== Teks Sumber
Perspektif

Merawat Intelektualisme, Mengubur Narasi Hoax

4 Mins read

Pada sebuah kesempatan, tokoh senior pers Dahlan Iskan pernah mewejang, media cetak tidak akan pernah mati hanya karena kehadiran media daring (online). Syaratnya, media cetak harus terus berinovasi, mencari celah yang tidak terjangkau oleh media daring. Media cetak memang punya pesaing dalam diri media daring. Akan tetapi, media daring memiliki ”musuh” yang jauh lebih sengit: media sosial. Prediksi Dahlan Iskan itu menjadi alarm, terutama bagi media daring. Sebab, dari media sosial itulah segala rupa narasi hoax mencuat, lantas merajalela.
====
== Bagian Data
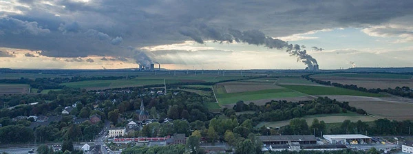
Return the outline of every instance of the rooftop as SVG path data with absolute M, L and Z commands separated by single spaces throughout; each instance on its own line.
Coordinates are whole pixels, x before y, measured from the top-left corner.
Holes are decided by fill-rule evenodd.
M 273 142 L 273 141 L 314 141 L 317 140 L 314 135 L 269 135 L 257 136 L 261 142 Z
M 356 138 L 372 138 L 361 134 L 345 134 L 345 135 L 324 135 L 323 138 L 331 139 L 356 139 Z

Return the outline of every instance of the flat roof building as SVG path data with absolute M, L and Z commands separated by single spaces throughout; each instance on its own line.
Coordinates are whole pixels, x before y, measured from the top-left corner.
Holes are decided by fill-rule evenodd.
M 370 144 L 372 138 L 361 134 L 324 135 L 331 144 Z
M 257 136 L 258 140 L 266 144 L 287 144 L 290 142 L 298 142 L 300 144 L 317 144 L 314 135 L 268 135 Z

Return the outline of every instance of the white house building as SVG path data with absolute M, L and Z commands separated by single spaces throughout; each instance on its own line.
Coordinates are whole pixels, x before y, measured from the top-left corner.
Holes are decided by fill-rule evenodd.
M 83 146 L 82 146 L 81 149 L 83 151 L 88 151 L 90 150 L 90 146 L 87 144 L 85 144 L 85 145 L 83 145 Z
M 401 145 L 401 151 L 407 153 L 413 153 L 413 141 L 407 141 Z
M 109 136 L 109 138 L 120 137 L 125 136 L 125 133 L 126 129 L 125 128 L 114 128 L 109 129 L 109 133 L 107 134 L 107 135 Z

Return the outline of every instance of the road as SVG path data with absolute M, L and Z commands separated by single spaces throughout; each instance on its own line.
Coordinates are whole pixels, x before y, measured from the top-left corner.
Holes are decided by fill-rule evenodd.
M 100 149 L 102 149 L 102 152 L 103 154 L 112 154 L 114 153 L 110 149 L 106 149 L 105 147 L 106 145 L 105 144 L 105 140 L 106 140 L 105 135 L 107 133 L 107 130 L 110 127 L 110 122 L 108 120 L 105 121 L 105 126 L 103 126 L 103 130 L 96 136 L 96 138 L 94 140 L 95 145 L 100 145 Z

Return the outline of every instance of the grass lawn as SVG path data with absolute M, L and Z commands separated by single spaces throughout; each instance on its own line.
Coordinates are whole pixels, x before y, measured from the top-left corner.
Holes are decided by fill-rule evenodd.
M 317 118 L 319 121 L 324 121 L 326 124 L 329 123 L 341 123 L 345 120 L 350 120 L 352 122 L 357 122 L 361 120 L 363 122 L 372 122 L 377 119 L 368 116 L 359 115 L 355 113 L 340 113 L 335 114 L 319 114 L 319 115 L 311 115 L 304 116 L 304 118 L 307 122 L 308 126 L 311 126 L 313 120 Z M 273 128 L 281 127 L 290 124 L 290 120 L 284 120 L 278 122 L 261 122 L 258 124 L 255 127 L 260 128 L 262 126 L 270 126 Z
M 220 90 L 220 87 L 218 87 L 215 91 L 217 91 L 215 95 L 218 99 L 218 102 L 221 104 L 233 104 L 237 102 L 238 100 L 249 101 L 261 99 L 290 98 L 306 96 L 306 94 L 294 91 L 288 89 L 272 89 L 240 93 L 222 93 L 223 91 Z
M 280 85 L 308 95 L 349 95 L 369 97 L 383 97 L 383 94 L 363 92 L 334 87 L 320 87 L 309 85 Z

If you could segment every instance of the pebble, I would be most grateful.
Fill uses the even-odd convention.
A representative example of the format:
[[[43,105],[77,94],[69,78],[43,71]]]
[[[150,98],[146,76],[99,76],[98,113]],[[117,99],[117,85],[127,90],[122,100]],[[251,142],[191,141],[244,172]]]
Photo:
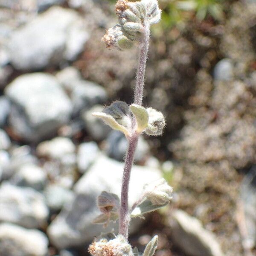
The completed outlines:
[[[5,92],[12,103],[12,128],[24,140],[36,142],[49,137],[70,120],[71,102],[51,75],[22,75],[8,85]]]
[[[0,224],[1,256],[45,256],[48,243],[47,236],[39,230]]]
====
## [Tujuan A]
Ulangi bagian teks tentang media dan hoaks mulai dari "4 Mins read" dan berakhir pada "mencuat, lantas merajalela.", tanpa perubahan apa pun.
## [Tujuan B]
Menurut teks tentang media dan hoaks, apa syarat agar media cetak tidak mati karena kehadiran media daring?
## [Tujuan C]
Lanjutkan teks tentang media dan hoaks, dimulai setelah kalimat terakhir yang tersedia.

## [Hasil Tugas A]
4 Mins read

Pada sebuah kesempatan, tokoh senior pers Dahlan Iskan pernah mewejang, media cetak tidak akan pernah mati hanya karena kehadiran media daring (online). Syaratnya, media cetak harus terus berinovasi, mencari celah yang tidak terjangkau oleh media daring. Media cetak memang punya pesaing dalam diri media daring. Akan tetapi, media daring memiliki ”musuh” yang jauh lebih sengit: media sosial. Prediksi Dahlan Iskan itu menjadi alarm, terutama bagi media daring. Sebab, dari media sosial itulah segala rupa narasi hoax mencuat, lantas merajalela.

## [Hasil Tugas B]
Media cetak harus terus berinovasi dan mencari celah yang tidak terjangkau oleh media daring.

## [Hasil Tugas C]
Semenjak tahun politik 2014, arus informasi berkembang liar di media sosial seperti Facebook dan Twitter. Hal itu disebabkan polarisasi antara pendukung antara kubu satu dan kubu lainnya. Juga karena racun oposisi biner yang membuat massa terjebak pada pilihan, kalau tidak ”hitam” ya ”putih”. Celah itulah yang dimanfaatkan para pemroduksi narasi hoax. Asalkan berita atau informasi yang diterima sesuai dengan kehendak hati, bisa juga diimbuhi dengan preferensi politik tertentu, kabar yang belum jelas kesahihannya itu dengan gampang dikirim ulang (share).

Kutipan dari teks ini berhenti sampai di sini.